Problem details: Copy the stretch from "Pellets were resuspended" through "nature is unknown." in the ribosome figure legends word for word.

Passage for review:

Figure 3—figure supplement 1
Ribosomes from wildtype and mutant cells grown at 37°C for 90 min were sedimented through sucrose cushions.
Pellets were resuspended and either evaluated by SDS-PAGE and immunoblotting (IB) with anti-Rpl32 (bottom panel) or incubated with the indicated amount of RNAse for 10 min at 30°C. Aliquots of the RNAse reactions were evaluated by separation on NuPAGE gels and IB with anti-Gfp (top panel). Species B and C are RNAse-insensitive species whose physical nature is unknown.
Figure 4 with 1 supplement
Non-stop reporter PrANS accumulates on 60S and 80S ribosomes in a tRNA-linked form in cdc48-3 cells.
(A) NuPAGE gel analysis reveals accumulation of tRNA-linked PrANS in cdc48-3 and ltn1Δ cells. Wildtype and mutant cells containing reporter plasmid were grown at 30°C for one generation and expression of reporter was induced (or not) by the addition of 2% galactose (±Gal) for 2 hr. Glass bead/SDS extracts were fractionated on a NuPAGE gel to preserve tRNA-linked species, and analyzed by IB with PAP to detect protein A. Equal loading was confirmed by Ponceau S staining and IB for tubulin (Figure 4—figure supplement 1A). The right panel shows collapse of the tRNA-linked species in cdc48-3 extract following RNAse treatment. (B) tRNA-linked PrANS accumulates on 60S and 80S ribosomes in ltn1Δ and cdc48-3 mutants. Sucrose gradient (10–30%) fractions from cells expressing plasmid-borne PrANS and grown at 30°C for two generations were concentrated by TCA precipitation and evaluated by fractionation on a NuPAGE gel and IB with anti-PAP or anti-Rpl32 (Figure 4—figure supplement 1B). Fractions 15 and 16 (enriched for 60S) and 17–19 (enriched for 80S ribosomes) are indicated.
Figure 4—figure supplement 1
Fractionation of ribosome subunits on sucrose gradients.
(A) Ponceau S staining (top panel) and anti-tubulin IB (bottom panel) of nitrocellulose filter used for Figure 4A. The lanes in Figure 4A with no signal contain lysate from uninduced cells. (B) Lysates from wildtype cells containing the PrANS reporter were fractionated on 10–30% sucrose gradients in parallel with lysates from ltn1Δ and cdc48-3 grown at 30°C for two generations (Figure 4B). 0.2 ml fractions were collected and aliquots were resolved by SDS-PAGE followed by IB with anti-Rpl32.

Material shown:
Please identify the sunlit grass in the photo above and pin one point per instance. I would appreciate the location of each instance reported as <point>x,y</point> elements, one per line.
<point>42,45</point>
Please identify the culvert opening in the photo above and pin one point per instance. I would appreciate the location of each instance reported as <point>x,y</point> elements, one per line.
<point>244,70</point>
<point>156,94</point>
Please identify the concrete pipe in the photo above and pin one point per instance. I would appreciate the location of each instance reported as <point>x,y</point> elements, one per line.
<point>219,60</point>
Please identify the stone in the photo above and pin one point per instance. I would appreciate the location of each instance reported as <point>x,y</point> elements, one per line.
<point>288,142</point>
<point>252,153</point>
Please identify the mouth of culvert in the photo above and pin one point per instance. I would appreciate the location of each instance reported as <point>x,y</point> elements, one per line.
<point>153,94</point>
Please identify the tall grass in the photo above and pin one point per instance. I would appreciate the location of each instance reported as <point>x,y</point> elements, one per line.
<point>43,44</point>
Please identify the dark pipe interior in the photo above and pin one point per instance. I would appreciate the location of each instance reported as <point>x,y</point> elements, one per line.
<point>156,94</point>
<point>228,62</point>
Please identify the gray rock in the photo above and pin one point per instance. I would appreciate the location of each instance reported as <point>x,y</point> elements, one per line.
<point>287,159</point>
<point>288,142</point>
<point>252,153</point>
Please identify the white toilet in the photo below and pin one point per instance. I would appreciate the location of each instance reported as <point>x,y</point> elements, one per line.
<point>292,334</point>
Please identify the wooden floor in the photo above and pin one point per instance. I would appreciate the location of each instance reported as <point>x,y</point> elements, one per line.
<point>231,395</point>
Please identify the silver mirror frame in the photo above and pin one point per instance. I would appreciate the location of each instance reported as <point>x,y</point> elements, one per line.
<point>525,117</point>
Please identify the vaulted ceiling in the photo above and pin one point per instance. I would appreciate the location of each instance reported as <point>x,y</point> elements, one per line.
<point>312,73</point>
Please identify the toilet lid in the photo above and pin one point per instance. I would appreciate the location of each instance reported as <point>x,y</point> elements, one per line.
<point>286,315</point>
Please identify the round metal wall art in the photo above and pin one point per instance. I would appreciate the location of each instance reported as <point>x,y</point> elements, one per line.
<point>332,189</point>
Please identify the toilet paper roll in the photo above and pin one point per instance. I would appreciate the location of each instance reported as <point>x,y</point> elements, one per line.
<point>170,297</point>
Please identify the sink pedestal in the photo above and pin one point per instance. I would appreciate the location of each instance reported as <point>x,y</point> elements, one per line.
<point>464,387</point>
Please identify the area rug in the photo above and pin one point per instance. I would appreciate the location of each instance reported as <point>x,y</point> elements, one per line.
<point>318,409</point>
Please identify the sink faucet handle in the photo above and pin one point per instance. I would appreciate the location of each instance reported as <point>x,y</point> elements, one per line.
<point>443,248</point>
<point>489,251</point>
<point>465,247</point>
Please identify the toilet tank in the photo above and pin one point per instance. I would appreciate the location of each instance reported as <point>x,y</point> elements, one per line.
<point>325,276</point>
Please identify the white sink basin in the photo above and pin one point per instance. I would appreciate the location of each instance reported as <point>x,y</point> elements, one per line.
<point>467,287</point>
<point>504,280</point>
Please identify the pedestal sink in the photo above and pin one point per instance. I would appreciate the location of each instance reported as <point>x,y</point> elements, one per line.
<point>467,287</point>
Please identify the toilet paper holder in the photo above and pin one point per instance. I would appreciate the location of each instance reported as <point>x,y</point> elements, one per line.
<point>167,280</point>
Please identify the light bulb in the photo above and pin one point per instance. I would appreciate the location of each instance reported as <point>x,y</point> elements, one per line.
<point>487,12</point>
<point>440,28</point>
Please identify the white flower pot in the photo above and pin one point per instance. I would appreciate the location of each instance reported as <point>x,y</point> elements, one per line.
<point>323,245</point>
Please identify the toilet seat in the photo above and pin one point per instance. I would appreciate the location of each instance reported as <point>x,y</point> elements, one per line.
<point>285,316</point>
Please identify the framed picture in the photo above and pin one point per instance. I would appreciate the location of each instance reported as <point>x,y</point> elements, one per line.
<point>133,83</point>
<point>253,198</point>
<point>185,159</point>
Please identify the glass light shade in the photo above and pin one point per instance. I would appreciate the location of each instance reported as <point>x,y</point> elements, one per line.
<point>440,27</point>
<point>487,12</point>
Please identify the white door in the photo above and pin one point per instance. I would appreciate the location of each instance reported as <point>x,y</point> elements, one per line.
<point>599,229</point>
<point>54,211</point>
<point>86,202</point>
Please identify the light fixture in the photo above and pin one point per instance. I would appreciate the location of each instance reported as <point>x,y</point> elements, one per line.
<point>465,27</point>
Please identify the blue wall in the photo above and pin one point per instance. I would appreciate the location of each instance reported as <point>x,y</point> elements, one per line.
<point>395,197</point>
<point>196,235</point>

Task response:
Pellets were resuspended and either evaluated by SDS-PAGE and immunoblotting (IB) with anti-Rpl32 (bottom panel) or incubated with the indicated amount of RNAse for 10 min at 30°C. Aliquots of the RNAse reactions were evaluated by separation on NuPAGE gels and IB with anti-Gfp (top panel). Species B and C are RNAse-insensitive species whose physical nature is unknown.